__EXERCISE DESCRIPTION__: Report every line of the records that contains the string "such", matching case exactly.

__DATA SUPPLIED__:
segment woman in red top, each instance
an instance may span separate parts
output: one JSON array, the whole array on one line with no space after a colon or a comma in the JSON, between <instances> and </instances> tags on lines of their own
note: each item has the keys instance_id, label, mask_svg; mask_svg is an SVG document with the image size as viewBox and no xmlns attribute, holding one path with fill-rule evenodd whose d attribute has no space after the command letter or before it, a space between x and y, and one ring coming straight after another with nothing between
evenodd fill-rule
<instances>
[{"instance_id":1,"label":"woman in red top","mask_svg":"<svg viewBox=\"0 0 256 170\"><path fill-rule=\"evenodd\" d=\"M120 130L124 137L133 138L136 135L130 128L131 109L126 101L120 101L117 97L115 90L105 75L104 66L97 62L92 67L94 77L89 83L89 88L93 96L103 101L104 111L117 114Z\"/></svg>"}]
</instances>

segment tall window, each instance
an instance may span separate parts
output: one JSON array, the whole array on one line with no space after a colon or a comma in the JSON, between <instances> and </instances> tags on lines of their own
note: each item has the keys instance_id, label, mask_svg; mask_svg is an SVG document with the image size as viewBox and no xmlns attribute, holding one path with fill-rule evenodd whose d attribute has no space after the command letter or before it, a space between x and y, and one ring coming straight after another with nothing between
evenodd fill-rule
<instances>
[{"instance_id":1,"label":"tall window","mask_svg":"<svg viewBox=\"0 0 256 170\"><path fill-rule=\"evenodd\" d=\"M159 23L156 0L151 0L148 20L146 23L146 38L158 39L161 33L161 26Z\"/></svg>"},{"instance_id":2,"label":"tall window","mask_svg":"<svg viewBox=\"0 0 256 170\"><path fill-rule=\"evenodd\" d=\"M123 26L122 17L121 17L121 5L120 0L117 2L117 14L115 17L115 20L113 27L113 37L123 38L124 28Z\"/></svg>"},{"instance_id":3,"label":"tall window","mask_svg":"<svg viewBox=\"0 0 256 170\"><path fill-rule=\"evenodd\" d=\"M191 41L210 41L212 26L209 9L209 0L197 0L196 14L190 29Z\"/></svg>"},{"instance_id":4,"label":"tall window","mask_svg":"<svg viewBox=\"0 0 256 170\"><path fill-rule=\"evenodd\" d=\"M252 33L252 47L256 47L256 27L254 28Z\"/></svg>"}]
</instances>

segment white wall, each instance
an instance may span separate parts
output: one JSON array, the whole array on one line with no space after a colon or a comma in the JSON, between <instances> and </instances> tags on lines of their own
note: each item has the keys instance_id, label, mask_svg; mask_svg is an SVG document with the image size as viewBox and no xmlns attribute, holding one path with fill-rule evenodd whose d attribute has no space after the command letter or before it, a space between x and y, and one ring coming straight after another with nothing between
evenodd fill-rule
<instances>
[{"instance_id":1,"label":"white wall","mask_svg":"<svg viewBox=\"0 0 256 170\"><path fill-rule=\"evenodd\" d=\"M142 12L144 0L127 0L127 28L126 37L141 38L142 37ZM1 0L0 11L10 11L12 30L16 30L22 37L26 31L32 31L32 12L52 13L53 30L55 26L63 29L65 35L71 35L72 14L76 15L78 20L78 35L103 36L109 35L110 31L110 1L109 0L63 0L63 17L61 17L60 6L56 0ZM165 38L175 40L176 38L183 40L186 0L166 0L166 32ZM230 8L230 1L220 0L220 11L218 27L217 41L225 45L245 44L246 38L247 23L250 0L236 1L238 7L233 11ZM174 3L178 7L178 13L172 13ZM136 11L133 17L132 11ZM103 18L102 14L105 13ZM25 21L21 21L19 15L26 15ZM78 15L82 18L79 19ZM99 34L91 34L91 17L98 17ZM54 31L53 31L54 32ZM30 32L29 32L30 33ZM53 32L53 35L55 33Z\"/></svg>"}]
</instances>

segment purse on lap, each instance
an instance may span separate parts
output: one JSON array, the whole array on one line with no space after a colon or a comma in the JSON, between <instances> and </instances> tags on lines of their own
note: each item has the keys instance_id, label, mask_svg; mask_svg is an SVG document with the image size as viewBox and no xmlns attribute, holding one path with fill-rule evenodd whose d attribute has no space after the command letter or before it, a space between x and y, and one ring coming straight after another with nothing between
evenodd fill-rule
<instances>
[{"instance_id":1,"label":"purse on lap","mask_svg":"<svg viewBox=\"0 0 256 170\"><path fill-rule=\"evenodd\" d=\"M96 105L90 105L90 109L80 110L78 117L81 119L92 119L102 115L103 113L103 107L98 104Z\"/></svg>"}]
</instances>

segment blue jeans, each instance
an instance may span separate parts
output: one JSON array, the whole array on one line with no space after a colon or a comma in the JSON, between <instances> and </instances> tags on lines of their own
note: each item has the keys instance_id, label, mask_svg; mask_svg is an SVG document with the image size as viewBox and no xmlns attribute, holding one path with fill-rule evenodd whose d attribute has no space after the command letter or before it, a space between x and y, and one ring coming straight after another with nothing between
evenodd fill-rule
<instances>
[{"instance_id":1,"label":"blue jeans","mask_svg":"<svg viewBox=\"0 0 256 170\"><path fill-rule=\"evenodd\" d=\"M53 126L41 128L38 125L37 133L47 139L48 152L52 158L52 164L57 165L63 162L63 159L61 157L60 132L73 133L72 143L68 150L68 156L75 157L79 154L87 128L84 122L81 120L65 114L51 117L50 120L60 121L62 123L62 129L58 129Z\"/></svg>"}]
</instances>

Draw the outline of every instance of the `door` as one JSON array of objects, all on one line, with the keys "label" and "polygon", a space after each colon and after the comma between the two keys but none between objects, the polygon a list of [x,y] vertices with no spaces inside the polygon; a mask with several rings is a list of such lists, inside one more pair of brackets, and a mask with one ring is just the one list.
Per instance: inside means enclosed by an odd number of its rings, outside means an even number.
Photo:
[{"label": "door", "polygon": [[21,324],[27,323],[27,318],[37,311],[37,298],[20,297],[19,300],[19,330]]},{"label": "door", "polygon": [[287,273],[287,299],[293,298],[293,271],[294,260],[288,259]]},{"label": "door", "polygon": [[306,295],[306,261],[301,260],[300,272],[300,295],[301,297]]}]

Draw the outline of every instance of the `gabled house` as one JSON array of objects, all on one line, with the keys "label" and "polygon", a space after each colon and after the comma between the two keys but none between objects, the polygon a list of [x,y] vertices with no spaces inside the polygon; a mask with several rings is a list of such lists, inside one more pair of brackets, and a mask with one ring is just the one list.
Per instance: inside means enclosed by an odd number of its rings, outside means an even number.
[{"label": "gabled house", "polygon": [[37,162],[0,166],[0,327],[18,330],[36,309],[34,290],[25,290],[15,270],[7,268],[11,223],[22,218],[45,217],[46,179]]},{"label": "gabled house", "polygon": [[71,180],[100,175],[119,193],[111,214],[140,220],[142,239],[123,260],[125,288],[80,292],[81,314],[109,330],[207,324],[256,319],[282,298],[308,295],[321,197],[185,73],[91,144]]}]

__IN RESPONSE__:
Draw the outline of every instance of the `door` as one JSON array of objects, all on one line, with the keys "label" and "polygon", a space after each colon and after the comma between the two keys but none between objects, the polygon a list of [x,y] vertices with no spaces inside the polygon; a mask with several rings is a list of such lists, inside one more pair of brackets, and a mask with one ring is just the one list.
Draw the outline of every instance of the `gabled house` as one JSON array of objects, all on one line, with the keys "label" and "polygon", a space after each colon and after the comma between the two keys but none between objects, the polygon a list of [x,y] vertices with no spaces inside the polygon; a mask with several rings is a list of such lists, inside one more pair of brackets, and a mask with one ring is just the one list.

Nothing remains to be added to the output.